→ **Supplied material**

□ □ □

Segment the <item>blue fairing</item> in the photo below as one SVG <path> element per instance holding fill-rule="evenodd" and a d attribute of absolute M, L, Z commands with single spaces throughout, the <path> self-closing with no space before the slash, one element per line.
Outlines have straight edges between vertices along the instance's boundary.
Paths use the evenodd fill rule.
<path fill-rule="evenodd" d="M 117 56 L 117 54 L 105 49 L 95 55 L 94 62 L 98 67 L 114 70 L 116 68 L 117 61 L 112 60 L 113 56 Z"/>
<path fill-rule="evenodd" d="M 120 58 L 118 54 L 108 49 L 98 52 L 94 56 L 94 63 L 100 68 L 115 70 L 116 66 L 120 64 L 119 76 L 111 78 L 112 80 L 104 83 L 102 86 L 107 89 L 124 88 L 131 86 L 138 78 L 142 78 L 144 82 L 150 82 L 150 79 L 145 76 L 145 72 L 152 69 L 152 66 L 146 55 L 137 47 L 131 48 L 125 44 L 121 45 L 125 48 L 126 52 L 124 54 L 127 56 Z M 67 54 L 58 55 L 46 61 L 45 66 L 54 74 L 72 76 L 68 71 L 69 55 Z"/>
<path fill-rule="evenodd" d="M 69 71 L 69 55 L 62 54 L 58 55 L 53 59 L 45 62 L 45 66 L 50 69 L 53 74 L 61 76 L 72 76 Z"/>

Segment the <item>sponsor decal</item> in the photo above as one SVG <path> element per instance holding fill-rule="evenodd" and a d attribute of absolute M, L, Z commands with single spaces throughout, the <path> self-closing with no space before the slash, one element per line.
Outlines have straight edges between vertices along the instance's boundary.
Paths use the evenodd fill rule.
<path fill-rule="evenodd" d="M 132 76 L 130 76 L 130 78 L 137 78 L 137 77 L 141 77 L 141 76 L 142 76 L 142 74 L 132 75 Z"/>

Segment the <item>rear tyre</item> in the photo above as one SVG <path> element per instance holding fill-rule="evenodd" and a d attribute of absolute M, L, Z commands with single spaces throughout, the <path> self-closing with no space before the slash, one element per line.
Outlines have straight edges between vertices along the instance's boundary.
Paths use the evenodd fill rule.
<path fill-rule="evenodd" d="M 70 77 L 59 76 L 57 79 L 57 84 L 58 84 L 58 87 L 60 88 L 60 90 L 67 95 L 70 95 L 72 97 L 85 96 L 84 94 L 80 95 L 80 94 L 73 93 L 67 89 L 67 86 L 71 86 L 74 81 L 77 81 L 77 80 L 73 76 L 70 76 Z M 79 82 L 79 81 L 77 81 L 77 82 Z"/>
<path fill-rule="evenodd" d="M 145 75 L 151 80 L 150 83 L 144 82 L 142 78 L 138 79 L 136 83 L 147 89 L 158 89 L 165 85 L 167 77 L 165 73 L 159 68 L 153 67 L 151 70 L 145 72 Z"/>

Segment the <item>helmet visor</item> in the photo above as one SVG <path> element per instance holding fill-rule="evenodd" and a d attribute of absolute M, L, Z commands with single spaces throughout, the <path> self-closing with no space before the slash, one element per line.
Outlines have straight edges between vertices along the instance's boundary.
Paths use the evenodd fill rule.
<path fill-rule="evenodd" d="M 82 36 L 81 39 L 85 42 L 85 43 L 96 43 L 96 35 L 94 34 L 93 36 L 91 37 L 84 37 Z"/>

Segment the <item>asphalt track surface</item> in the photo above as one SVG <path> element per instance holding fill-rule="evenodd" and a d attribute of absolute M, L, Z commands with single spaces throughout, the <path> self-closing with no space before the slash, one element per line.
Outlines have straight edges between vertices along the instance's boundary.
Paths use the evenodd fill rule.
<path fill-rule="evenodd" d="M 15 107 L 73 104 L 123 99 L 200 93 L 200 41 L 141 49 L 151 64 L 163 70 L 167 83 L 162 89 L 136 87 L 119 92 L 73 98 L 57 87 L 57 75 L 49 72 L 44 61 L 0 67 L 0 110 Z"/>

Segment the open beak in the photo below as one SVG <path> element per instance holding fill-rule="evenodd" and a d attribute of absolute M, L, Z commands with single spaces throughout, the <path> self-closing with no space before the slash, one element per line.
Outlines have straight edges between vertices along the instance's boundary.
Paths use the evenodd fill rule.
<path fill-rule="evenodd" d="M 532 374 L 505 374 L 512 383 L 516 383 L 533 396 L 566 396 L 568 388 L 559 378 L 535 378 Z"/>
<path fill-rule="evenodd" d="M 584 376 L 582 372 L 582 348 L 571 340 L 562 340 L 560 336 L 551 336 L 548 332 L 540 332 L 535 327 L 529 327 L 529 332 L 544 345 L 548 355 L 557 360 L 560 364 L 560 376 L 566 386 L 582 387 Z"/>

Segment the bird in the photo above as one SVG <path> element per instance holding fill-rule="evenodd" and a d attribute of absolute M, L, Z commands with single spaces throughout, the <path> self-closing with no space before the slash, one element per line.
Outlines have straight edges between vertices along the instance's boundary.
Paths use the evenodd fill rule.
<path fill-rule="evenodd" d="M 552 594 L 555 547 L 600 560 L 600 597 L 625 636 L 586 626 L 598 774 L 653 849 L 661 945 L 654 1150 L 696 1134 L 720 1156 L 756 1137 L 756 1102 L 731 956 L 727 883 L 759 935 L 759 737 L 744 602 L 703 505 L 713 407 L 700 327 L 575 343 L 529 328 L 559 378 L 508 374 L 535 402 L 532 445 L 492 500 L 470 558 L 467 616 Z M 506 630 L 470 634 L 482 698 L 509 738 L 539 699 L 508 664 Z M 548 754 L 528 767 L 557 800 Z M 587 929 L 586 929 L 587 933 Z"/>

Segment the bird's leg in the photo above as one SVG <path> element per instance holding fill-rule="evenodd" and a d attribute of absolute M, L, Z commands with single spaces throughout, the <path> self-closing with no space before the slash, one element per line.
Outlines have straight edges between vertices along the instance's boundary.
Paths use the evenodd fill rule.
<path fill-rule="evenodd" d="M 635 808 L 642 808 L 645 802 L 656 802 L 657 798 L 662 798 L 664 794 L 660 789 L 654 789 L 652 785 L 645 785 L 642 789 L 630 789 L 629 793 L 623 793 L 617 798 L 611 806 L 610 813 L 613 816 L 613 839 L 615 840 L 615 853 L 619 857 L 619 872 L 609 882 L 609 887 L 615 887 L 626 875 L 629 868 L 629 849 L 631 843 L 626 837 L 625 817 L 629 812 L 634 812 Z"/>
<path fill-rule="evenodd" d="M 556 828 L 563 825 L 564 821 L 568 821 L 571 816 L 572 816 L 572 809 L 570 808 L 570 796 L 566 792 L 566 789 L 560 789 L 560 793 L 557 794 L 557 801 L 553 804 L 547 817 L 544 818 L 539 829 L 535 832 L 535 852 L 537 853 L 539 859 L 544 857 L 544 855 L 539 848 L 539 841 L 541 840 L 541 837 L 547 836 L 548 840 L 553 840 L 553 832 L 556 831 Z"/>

□ □ □

→ **Written instruction**
Rewrite all the records above as a numbered list, leaving out the blank lines.

→ **Problem solution**
1. Segment the <item>blue fairing</item> in the photo below as one SVG <path> element per instance holding fill-rule="evenodd" and a d attribute of absolute M, L, Z commands with single spaces throughout, the <path> self-closing with no space before the slash, one element per line.
2. Outlines have straight edges between vertices along the instance's boundary.
3. Paths use the evenodd fill rule.
4. <path fill-rule="evenodd" d="M 117 56 L 117 54 L 105 49 L 95 55 L 94 62 L 98 67 L 114 70 L 116 68 L 117 61 L 112 60 L 113 56 Z"/>
5. <path fill-rule="evenodd" d="M 120 58 L 118 54 L 108 49 L 98 52 L 94 56 L 94 63 L 100 68 L 115 70 L 116 66 L 120 64 L 119 76 L 111 78 L 112 80 L 104 83 L 102 86 L 107 89 L 124 88 L 131 86 L 138 78 L 142 78 L 144 82 L 150 82 L 150 79 L 145 76 L 145 72 L 152 69 L 152 66 L 146 55 L 137 47 L 131 48 L 125 44 L 121 45 L 125 48 L 126 52 L 124 54 L 127 56 Z M 67 54 L 58 55 L 46 61 L 45 66 L 54 74 L 72 76 L 68 71 L 69 55 Z"/>
6. <path fill-rule="evenodd" d="M 69 71 L 69 55 L 62 54 L 58 55 L 53 59 L 45 62 L 45 66 L 50 69 L 53 74 L 61 76 L 72 76 Z"/>
7. Segment the <item>sponsor decal</item> in the photo above as one SVG <path> element per instance holding fill-rule="evenodd" and a d attribute of absolute M, L, Z commands with single spaces throughout, the <path> self-closing with no space before the slash, one element per line.
8. Outlines have straight edges between vertices along the instance's boundary.
9. Paths use the evenodd fill rule.
10. <path fill-rule="evenodd" d="M 132 76 L 130 76 L 130 78 L 137 78 L 137 77 L 141 77 L 141 76 L 142 76 L 142 74 L 132 75 Z"/>
11. Segment the <item>rear tyre</item> in the photo above as one SVG <path> element per instance holding fill-rule="evenodd" and a d attribute of absolute M, L, Z commands with single spaces throughout, the <path> self-closing with no space before the slash, one element per line.
12. Outlines have straight edges between vertices along the instance's boundary.
13. Paths use the evenodd fill rule.
14. <path fill-rule="evenodd" d="M 70 77 L 59 76 L 57 79 L 57 84 L 58 84 L 58 87 L 60 88 L 60 90 L 67 95 L 70 95 L 72 97 L 85 96 L 84 94 L 80 95 L 80 94 L 73 93 L 67 89 L 67 86 L 71 86 L 74 81 L 77 81 L 77 80 L 73 76 L 70 76 Z M 79 82 L 79 81 L 77 81 L 77 82 Z"/>
15. <path fill-rule="evenodd" d="M 145 75 L 151 80 L 150 83 L 144 82 L 142 78 L 138 79 L 136 83 L 147 89 L 158 89 L 165 85 L 167 77 L 165 73 L 159 68 L 153 67 L 151 70 L 145 72 Z"/>
16. Segment the <item>helmet visor</item> in the photo above as one SVG <path> element per instance holding fill-rule="evenodd" and a d attribute of absolute M, L, Z commands with single spaces throughout, the <path> self-closing with no space before the slash, one element per line.
17. Outlines have straight edges between vertices along the instance's boundary.
18. Paths use the evenodd fill rule.
19. <path fill-rule="evenodd" d="M 82 36 L 81 39 L 85 42 L 85 43 L 96 43 L 96 35 L 94 34 L 93 36 L 91 37 L 84 37 Z"/>
20. Segment the <item>asphalt track surface</item> in the photo above as one SVG <path> element per instance holding fill-rule="evenodd" and a d attribute of absolute M, L, Z commands with single spaces throughout, the <path> self-closing with no space before the slash, one element per line.
21. Outlines have straight edges between vertices along the instance's boundary.
22. Paths use the evenodd fill rule.
23. <path fill-rule="evenodd" d="M 15 107 L 73 104 L 123 99 L 200 93 L 200 41 L 141 49 L 151 64 L 163 70 L 167 83 L 162 89 L 136 87 L 119 92 L 73 98 L 57 87 L 57 75 L 49 72 L 44 61 L 0 67 L 0 110 Z"/>
24. Segment the open beak in the photo below as one SVG <path> element per instance holding fill-rule="evenodd" and a d attribute of absolute M, L, Z commands with single spaces throughout, the <path> self-closing with no space before the slash, one element per line.
25. Outlines have straight edges between vertices along the instance's boundary.
26. Paths use the evenodd fill rule.
27. <path fill-rule="evenodd" d="M 532 374 L 505 374 L 512 383 L 516 383 L 533 396 L 566 396 L 568 388 L 559 378 L 535 378 Z"/>
28. <path fill-rule="evenodd" d="M 584 376 L 582 372 L 582 348 L 571 340 L 562 340 L 560 336 L 551 336 L 548 332 L 540 332 L 535 327 L 529 327 L 529 332 L 544 345 L 548 355 L 557 360 L 560 364 L 560 376 L 566 386 L 582 387 Z"/>
29. Segment the bird in the photo above as one SVG <path> element per instance holding fill-rule="evenodd" and a d attribute of absolute M, L, Z commands with single spaces throughout, the <path> self-closing with no space before the slash, one element per line.
30. Outlines have straight edges between vertices along the instance's boundary.
31. Paths use the evenodd fill rule.
32. <path fill-rule="evenodd" d="M 552 594 L 555 547 L 600 560 L 600 597 L 625 636 L 586 626 L 598 774 L 653 849 L 661 945 L 654 1150 L 696 1134 L 720 1156 L 756 1137 L 756 1102 L 731 956 L 727 883 L 759 935 L 759 737 L 744 602 L 703 505 L 713 407 L 700 327 L 575 343 L 529 328 L 559 378 L 508 374 L 535 402 L 532 445 L 492 500 L 470 558 L 467 616 Z M 506 630 L 470 634 L 482 698 L 509 738 L 539 699 L 508 664 Z M 548 754 L 528 767 L 557 800 Z M 587 929 L 586 929 L 587 933 Z"/>
33. Segment the bird's leg in the photo above as one SVG <path> element per instance holding fill-rule="evenodd" and a d attribute of absolute M, L, Z commands with single spaces throughout, the <path> self-closing with no space before the slash, one element per line.
34. Outlines have straight edges between vertices along the instance's boundary.
35. Paths use the evenodd fill rule.
36. <path fill-rule="evenodd" d="M 635 808 L 642 808 L 645 802 L 656 802 L 657 798 L 662 798 L 664 794 L 660 789 L 654 789 L 652 785 L 645 785 L 642 789 L 630 789 L 629 793 L 623 793 L 617 798 L 611 806 L 610 813 L 613 816 L 613 839 L 615 840 L 615 853 L 619 857 L 619 872 L 609 882 L 609 887 L 615 887 L 626 875 L 629 868 L 629 849 L 631 843 L 626 837 L 625 817 L 629 812 L 634 812 Z"/>
37. <path fill-rule="evenodd" d="M 556 828 L 563 825 L 564 821 L 568 821 L 571 816 L 572 816 L 572 809 L 570 808 L 570 796 L 566 792 L 566 789 L 560 789 L 560 793 L 557 794 L 557 801 L 553 804 L 547 817 L 544 818 L 539 829 L 535 832 L 535 852 L 537 853 L 539 859 L 544 857 L 544 855 L 539 848 L 539 841 L 541 840 L 541 837 L 547 836 L 548 840 L 553 840 L 553 832 L 556 831 Z"/>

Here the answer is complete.